Brano da leggere.
Alla fase della guerra delle valute, seguì quella delle azioni giudiziarie utilizzate per colpire i concorrenti commerciali, inaugurata nel settembre del 2015 con lo scoppio dello scandalo dieselgate, ovverosia dell’inchiesta da parte dell’Agenzia statunitense per la protezione ambientale a carico della Volkswagen, accusata di manomettere il livello di emissioni dei propri autoveicoli, in modo da farli apparire come compatibili con la normativa in vigore negli Usa. Si trattò di un colpo che ha provocato qualcosa come 25 miliardi di perdite al gruppo monopolista tedesco, con un crollo immediato delle vendite del 24,7% negli Usa, 30 mila esuberi dichiarati fino al 2020 e mezzo milione di autovetture di cui le autorità statunitensi hanno imposto il riacquisto dai clienti, con relativo risarcimento.
Allo scandalo dieselgate seguirono altre inchieste finalizzate a colpire i concorrenti economici. A partire dal 2016 iniziarono a entrare nel mirino dell’Ue i monopoli statunitensi della cosiddetta new economy, con Google, Apple e Amazon posti sotto inchiesta per abusi di mercato e violazioni fiscali e multati pesantemente, tanto da provocare l’intervento del governo Usa, con dichiarazioni politiche in loro difesa. E ancora, a novembre 2018, con l’arresto da parte delle autorità giapponesi di Carlos Ghosn, amministratore delegato della Renault e fino ad allora presidente della Nissan, si arrivava all’estremo dello scontro tra il gruppo monopolista francese, che controlla la casa automobilistica giapponese dagli anni novanta, e il capitale nipponico, che vuole ritornarvi a dettar legge. Infine, nel dicembre scorso, l’arresto da parte delle autorità canadesi, su richiesta statunitense, di Meng Wanzhou, direttrice finanziaria di Huawei, monopolio cinese delle telecomunicazioni, accusata di violare le sanzioni all’Iran. Provocazione alla quale la Cina ha risposto con l’arresto di tre cittadini canadesi con accuse di spionaggio e di attentare alla sicurezza nazionale: una chiara ritorsione dopo che Pechino aveva minacciato gravi conseguenze per l’incarcerazione di Wanzhou, poi liberata su cauzione.

Esercizi proposti.
**a)** Secondo il brano sulle inchieste giudiziarie contro i concorrenti commerciali, di quanto calarono subito le vendite della Volkswagen negli Usa?
**b)** Prosegua il brano sulle inchieste giudiziarie contro i concorrenti commerciali a partire dal punto in cui si interrompe.
Le righe riportate di seguito costituiscono materiale a sé, distinto dal brano.

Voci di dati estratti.
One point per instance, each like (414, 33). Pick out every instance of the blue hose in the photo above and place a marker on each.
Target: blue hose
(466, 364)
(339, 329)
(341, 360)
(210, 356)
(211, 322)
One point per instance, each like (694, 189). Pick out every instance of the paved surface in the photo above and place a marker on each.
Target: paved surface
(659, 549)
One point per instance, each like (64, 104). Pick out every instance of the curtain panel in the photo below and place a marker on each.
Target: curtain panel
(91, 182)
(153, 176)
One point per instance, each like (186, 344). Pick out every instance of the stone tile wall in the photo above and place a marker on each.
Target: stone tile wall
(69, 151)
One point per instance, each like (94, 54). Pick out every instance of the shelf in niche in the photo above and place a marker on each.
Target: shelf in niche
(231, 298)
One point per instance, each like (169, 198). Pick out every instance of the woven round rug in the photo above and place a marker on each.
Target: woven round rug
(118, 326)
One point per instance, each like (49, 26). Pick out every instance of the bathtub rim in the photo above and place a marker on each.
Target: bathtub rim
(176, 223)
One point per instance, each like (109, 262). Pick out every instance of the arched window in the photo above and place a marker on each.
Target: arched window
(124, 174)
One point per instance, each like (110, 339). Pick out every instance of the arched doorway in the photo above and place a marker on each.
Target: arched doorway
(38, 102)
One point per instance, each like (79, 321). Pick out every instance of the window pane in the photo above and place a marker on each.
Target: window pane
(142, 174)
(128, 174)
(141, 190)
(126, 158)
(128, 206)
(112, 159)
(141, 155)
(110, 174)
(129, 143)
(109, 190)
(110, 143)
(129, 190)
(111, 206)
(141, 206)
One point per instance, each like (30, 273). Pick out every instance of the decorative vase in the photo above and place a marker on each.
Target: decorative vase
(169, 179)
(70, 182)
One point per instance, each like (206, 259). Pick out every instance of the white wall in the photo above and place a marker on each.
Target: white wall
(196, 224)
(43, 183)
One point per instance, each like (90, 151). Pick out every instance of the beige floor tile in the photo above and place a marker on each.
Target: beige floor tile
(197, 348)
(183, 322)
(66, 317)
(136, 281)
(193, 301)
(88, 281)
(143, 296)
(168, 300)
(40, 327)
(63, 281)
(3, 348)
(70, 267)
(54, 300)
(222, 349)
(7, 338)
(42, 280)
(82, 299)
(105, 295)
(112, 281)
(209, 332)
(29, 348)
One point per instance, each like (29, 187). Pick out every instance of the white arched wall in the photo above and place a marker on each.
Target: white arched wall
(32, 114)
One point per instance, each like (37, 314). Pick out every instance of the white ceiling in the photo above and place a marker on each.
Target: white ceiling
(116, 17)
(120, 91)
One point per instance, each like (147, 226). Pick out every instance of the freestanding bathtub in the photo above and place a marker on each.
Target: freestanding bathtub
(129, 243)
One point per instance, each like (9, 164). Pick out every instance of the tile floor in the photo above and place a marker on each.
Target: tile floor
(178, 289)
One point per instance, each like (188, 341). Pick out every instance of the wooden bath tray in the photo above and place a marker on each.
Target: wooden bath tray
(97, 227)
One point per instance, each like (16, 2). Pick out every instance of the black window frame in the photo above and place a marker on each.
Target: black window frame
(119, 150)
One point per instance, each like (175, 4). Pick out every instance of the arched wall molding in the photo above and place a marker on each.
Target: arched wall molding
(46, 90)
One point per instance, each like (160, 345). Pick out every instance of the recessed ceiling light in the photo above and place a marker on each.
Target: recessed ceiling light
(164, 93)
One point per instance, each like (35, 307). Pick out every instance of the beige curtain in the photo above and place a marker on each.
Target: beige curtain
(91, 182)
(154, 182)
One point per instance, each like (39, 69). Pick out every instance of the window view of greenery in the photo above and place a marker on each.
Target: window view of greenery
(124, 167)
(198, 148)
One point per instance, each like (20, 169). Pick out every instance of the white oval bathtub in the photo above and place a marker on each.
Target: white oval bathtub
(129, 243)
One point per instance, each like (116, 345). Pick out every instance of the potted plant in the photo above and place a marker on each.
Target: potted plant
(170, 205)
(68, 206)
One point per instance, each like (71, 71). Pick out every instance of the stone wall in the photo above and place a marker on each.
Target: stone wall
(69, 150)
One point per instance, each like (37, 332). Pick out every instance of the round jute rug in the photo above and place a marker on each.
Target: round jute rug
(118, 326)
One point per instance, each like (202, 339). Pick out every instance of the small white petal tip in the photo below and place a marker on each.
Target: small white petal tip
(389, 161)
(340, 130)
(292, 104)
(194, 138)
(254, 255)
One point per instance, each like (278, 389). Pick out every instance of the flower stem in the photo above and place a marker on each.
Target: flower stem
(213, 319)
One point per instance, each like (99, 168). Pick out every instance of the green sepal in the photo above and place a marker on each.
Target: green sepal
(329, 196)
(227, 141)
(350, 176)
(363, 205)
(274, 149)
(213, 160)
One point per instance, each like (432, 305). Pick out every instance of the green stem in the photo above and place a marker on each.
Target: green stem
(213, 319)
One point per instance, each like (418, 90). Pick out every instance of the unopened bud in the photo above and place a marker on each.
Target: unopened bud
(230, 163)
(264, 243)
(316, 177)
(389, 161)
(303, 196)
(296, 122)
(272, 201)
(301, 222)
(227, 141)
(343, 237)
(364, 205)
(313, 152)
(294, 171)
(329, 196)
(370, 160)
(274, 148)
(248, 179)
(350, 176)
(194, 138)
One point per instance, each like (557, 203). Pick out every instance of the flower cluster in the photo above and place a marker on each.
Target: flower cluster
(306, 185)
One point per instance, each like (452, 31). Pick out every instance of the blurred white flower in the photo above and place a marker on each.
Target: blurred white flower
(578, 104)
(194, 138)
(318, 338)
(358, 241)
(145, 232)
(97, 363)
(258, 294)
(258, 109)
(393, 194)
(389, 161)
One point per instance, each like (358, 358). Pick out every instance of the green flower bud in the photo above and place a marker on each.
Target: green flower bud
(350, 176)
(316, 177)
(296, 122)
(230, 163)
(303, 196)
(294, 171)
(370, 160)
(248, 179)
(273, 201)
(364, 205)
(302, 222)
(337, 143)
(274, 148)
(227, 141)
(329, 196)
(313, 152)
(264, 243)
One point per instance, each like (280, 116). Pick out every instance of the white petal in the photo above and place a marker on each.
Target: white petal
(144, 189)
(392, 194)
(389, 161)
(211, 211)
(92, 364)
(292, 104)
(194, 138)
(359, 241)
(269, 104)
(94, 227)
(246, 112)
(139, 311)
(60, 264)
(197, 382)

Soluzioni.
**a)** Calarono del 24,7%.

**b)**
Successivamente all’aprirsi della fase delle grandi inchieste a scopo protezionistico, si inserì il fallimento dei trattati liberoscambisti, che segnò l’inizio dell’era di Trump. Stiamo parlando del Ttip, Transatlantic Trade and Investiment Partnership, che avrebbe dovuto unire in un’area di libero scambio Usa e Ue, e del Tpp, Trans Pacific Partnership, il quale sarebbe invece dovuto sorgere nell’area pacifica, abbattendo le barriere commerciali tra Usa, Australia, Brunei, Perù, Giappone, Canada, Cile, Malaysia, Messico, Nuova Zelanda, Singapore e Vietnam.
Trump, in effetti, già in campagna elettorale aveva svolto una polemica aspra contro il liberoscambismo e una volta arrivato al potere, con le elezioni del 2016, fece andare a monte sia il Ttip sia il Tpp. Secondo la linea di ridefinizione strategica dell’imperialismo statunitense perseguita dall’attuale presidente, gli Usa possono riconfermarsi come potenza economica mondiale solo se riescono a riequilibrare l’enorme deficit commerciale che hanno con il resto del mondo, pari a 800 miliardi nel 2016, riportando quindi la produzione di valore e plusvalore, nel settore industriale e dunque dell’economia reale, in patria. Riequilibrandosi in tal senso, gli Usa sarebbero, quantomeno in parte, riusciti ad arginare la costante tendenza alla finanziarizzazione del proprio capitalismo, che aveva già portato allo scoppio della bolla speculativa a partire dal 2006, e avrebbero arginato l’enorme debito pubblico che nel 2018 è stato stimato a 21 mila miliardi di dollari, con una crescita 36 volte più rapida del pil.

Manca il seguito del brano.